**Source information:**

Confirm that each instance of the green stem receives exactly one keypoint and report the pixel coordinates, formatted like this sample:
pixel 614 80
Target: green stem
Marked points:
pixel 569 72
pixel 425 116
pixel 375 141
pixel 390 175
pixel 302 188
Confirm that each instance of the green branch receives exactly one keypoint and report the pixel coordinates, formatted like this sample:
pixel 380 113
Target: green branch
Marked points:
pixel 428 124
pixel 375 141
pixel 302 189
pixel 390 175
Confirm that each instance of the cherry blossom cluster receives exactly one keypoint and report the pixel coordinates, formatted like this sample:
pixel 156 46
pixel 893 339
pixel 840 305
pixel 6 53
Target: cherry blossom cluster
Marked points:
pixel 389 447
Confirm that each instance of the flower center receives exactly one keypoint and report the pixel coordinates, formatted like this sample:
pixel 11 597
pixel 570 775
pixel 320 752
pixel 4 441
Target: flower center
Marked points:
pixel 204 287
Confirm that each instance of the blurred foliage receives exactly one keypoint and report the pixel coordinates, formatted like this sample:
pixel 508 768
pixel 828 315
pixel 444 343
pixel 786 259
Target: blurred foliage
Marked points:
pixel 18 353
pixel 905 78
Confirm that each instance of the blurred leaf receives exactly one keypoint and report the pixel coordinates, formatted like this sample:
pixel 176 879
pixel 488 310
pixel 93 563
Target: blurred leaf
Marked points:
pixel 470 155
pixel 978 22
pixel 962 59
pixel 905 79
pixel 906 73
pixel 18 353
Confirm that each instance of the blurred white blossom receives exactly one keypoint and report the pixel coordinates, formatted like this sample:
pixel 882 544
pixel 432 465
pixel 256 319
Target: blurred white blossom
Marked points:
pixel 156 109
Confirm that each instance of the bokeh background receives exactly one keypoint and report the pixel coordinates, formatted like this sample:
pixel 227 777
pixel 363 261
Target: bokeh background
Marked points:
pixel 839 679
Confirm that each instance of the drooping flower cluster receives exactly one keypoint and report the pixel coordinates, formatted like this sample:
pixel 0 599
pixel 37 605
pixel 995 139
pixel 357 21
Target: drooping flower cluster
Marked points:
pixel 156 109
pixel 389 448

**Assignment:** Write the material out once more, exactly as it reads.

**Written response:**
Confirm that each instance of the green stem receives exactly one keypoint and report the pixel coordinates, formatted like this sample:
pixel 614 80
Target: green stem
Marked points:
pixel 569 72
pixel 425 116
pixel 375 141
pixel 390 175
pixel 302 188
Confirm that each instance of the green branch receives exactly one keypoint and report the pixel coordinates, formatted like this sample:
pixel 380 113
Target: green branch
Marked points:
pixel 428 124
pixel 375 141
pixel 302 189
pixel 390 175
Confirm that each instance of the cherry blossom cluster receives exactly one keypoint and report the pixel coordinates, formatted like this sample:
pixel 156 46
pixel 893 339
pixel 840 305
pixel 6 53
Target: cherry blossom cluster
Marked points:
pixel 389 447
Confirm that each instance of the flower center receives exactly one keypoint and report the pixel coordinates, formatted like this sample:
pixel 11 597
pixel 570 775
pixel 320 752
pixel 4 441
Target: flower center
Marked points:
pixel 204 287
Confirm that each instance of the blurred foliage receives exactly one keypoint and report the pixel coordinates, formatted like this sample:
pixel 508 768
pixel 828 315
pixel 444 343
pixel 786 259
Target: blurred foliage
Marked points:
pixel 18 353
pixel 905 78
Confirm that each instance of the blurred leaf receives exactly one keypoint and report the pixel coordinates, formatted like this sample:
pixel 176 879
pixel 488 310
pixel 93 563
Target: blurred leaf
Marked points:
pixel 470 155
pixel 978 22
pixel 962 59
pixel 905 79
pixel 906 73
pixel 18 353
Confirm that each instance of the blurred white blossom receives exactly one keypoint and report the pixel coordinates, formatted like this sample:
pixel 882 544
pixel 432 465
pixel 256 319
Target: blurred white blossom
Marked points:
pixel 156 109
Confirm that each instance of the bokeh background receives exactly one keypoint and report the pixel coordinates, formatted like this sample:
pixel 227 777
pixel 363 261
Target: bokeh background
Marked points:
pixel 839 679
Confirm that each instance of the drooping flower cluster receives exactly one keypoint and report the pixel coordinates, formatted like this sample:
pixel 0 599
pixel 37 605
pixel 995 139
pixel 357 21
Target: drooping flower cluster
Marked points:
pixel 156 109
pixel 389 448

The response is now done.